**Source extract**
————

Carol Burgess (neé Carol Merrill of “Let’s Make A Deal” TV-show fame) moved to Hawaii in the late 1980’s and quickly became an environmental activist. She founded Hawaii’s Coalition for Alternatives to Pesticides and successfully spearheaded herbicide-free parks and roadside trials on the island.
Burgess’ experiences are documented in the 1994 video “Herbicide-Free Parks & Roads,” showing that there are safer and more aesthetic alternatives to spraying island parks and roads with herbicides... see https://vimeo.com/128539294.
In “Herbicide-Free Parks,” Burgess interviews county officials and maintenance workers on how they met their objectives to create safe recreation areas, reduce toxic chemicals in the environment, provide scenic beauty and control soil erosion, all while staying within maintenance means.
Many benefits were achieved by eliminating herbicides from the five Keaukaha oceanfront parks in Hilo, said Burgess. These parks continue to be maintained without herbicides to this day, offering children the opportunity to run barefoot on the grass without their parents worrying that they’re absorbing chemicals. The ponds are clearer now that there’s no erosion from herbicided banks. There are no more brown, denuded areas around the trees, so there’s more space, and you can sit in beautiful green grass with your back up against a tree.
“In the beginning, more work had to be done,” conceded Burgess. “But no more county employees had to be hired. Community volunteers assisted the staff with special projects.”
George Yoshida, then Director of Parks & Recreation, said “Maintaining the parks without herbicides takes more manpower, but herbicide-free parks have proved to be affordable, especially considering the money saved on purchasing and applying herbicides.”
The video offers suggestions on how parks throughout the county and state can be maintained in a similar manner. Some of the viable alternatives found were weed whacking and planting or encouraging already existing low-growing ground covers.
By just mowing or cutting weeds instead of poisoning them, a profusion of plant species replaced the one type of grass that grew when herbicides were regularly applied. According to Kahuna La’au Lapa’au Papa Henry Auwae and his assistant, Kana Isaacs, many of these “weeds” were plants that could be used for healing purposes.

————

**Assignment 1**
Answer these questions about the article on herbicide-free parks in Hawaii:
(a) What organization did Carol Burgess found?
(b) In what year was the video "Herbicide-Free Parks & Roads" made?
(c) Who was Director of Parks & Recreation at the time?
**Assignment 2**
Write what comes next in the article on herbicide-free parks in Hawaii, starting after its final sentence.

**Data**
————

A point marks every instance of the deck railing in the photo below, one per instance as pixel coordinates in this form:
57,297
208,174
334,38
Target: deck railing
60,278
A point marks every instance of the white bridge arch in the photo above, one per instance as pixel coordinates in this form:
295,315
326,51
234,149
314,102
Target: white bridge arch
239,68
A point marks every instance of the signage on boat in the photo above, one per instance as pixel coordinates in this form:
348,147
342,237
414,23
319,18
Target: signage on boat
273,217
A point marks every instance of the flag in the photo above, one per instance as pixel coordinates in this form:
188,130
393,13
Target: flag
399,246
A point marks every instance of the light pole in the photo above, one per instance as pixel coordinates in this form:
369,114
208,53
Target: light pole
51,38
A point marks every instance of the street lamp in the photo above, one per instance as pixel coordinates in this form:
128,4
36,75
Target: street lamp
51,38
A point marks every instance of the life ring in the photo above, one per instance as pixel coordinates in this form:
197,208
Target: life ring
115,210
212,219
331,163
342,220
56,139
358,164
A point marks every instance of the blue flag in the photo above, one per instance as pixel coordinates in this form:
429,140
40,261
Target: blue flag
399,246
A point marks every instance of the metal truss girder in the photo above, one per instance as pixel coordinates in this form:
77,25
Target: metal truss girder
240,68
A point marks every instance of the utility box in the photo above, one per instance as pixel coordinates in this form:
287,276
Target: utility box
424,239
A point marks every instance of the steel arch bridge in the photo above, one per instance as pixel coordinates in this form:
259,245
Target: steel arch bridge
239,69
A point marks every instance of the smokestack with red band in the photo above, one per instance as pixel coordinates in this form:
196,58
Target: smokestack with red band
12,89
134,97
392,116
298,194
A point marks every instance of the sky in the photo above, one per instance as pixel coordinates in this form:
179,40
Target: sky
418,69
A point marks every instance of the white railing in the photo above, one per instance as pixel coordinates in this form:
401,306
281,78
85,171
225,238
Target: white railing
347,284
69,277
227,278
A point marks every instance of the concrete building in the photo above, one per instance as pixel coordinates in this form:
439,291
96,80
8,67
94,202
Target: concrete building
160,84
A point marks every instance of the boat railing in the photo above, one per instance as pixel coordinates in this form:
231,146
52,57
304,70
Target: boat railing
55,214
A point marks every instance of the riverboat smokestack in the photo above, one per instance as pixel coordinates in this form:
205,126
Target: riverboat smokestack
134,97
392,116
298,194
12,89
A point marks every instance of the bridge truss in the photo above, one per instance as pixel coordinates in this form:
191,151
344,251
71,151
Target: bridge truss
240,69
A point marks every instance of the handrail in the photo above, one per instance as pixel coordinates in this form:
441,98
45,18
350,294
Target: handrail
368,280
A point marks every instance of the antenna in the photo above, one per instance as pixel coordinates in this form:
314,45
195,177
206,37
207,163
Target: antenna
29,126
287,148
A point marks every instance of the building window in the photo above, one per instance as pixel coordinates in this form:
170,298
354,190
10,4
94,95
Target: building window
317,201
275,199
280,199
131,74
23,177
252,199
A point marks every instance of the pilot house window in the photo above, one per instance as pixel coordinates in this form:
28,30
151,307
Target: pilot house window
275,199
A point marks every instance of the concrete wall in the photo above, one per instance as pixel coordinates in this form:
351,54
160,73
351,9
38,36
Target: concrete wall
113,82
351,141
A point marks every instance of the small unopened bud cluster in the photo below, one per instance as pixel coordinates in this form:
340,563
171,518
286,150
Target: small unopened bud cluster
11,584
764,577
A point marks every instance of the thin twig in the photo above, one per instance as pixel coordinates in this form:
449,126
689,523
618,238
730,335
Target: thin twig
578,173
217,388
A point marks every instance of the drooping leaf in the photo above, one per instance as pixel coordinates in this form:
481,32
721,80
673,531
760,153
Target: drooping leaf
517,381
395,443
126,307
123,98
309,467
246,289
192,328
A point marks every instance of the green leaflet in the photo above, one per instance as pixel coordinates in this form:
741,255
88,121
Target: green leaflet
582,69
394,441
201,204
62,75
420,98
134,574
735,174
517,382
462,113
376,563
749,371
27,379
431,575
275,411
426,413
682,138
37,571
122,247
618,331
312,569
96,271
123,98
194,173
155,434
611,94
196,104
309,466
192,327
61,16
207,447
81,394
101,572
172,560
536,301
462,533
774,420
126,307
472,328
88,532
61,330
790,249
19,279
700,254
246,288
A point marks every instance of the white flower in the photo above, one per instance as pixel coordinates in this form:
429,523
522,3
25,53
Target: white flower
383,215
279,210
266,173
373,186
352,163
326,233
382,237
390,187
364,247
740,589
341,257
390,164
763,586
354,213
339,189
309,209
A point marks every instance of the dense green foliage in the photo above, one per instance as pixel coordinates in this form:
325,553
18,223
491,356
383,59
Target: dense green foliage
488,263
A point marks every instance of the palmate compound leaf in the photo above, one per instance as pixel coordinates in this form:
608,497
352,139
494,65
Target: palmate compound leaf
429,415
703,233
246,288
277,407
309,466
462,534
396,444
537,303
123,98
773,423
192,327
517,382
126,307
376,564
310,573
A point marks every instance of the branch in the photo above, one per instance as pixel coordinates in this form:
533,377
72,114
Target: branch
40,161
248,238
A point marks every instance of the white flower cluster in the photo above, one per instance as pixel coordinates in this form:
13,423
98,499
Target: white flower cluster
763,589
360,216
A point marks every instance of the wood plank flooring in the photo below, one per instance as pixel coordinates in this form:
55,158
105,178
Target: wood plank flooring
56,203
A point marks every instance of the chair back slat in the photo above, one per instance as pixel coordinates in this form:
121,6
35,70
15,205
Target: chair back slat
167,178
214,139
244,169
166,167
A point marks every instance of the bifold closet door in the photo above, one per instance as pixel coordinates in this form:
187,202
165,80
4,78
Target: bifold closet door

————

**Task output 1**
(a) Hawaii's Coalition for Alternatives to Pesticides
(b) 1994
(c) George Yoshida

**Task output 2**
Papa Henry Auwae appeared in the video holding a bunch of Hina Hina which he said he used to treat heart conditions, cancer and diabetes. It could become unavailable because of herbicide spraying. “This medicine is very important to the health of each individual who lives in Hawaii,” implored Papa Henry. “If our parks are not up to par and clean and away from pesticides, then we’re in a hell of a big problem…. I feel it’s important to keep our parks clean of any kind of chemicals that can hurt our young people in Hawaii.”
As more and more questions have arisen in recent years about the safety of RoundUp, these videos share important information to consider. Now living in Australia, Burgess is happy to hear that the herbicide-free parks continue to be maintained that way, but urges citizens to ask for greener, safer parks and roads across the island. “There’s no better time than now, when the county is short-staffed,” she has heard, “for citizens to get together and volunteer their efforts to improve the environment for themselves and their children.
“Weed killers not only destroy weeds,” explains Burgess, “marring the beauty of parks and roadsides, but they are cumulative and contribute to the ill health of all Earth's inhabitants... people and animals as well. We need to make every effort to eliminate them as fast as we can."
HCAP has evolved into the new organization, GREENER HAWAII, starting with new trial parks around the island of Hawaii.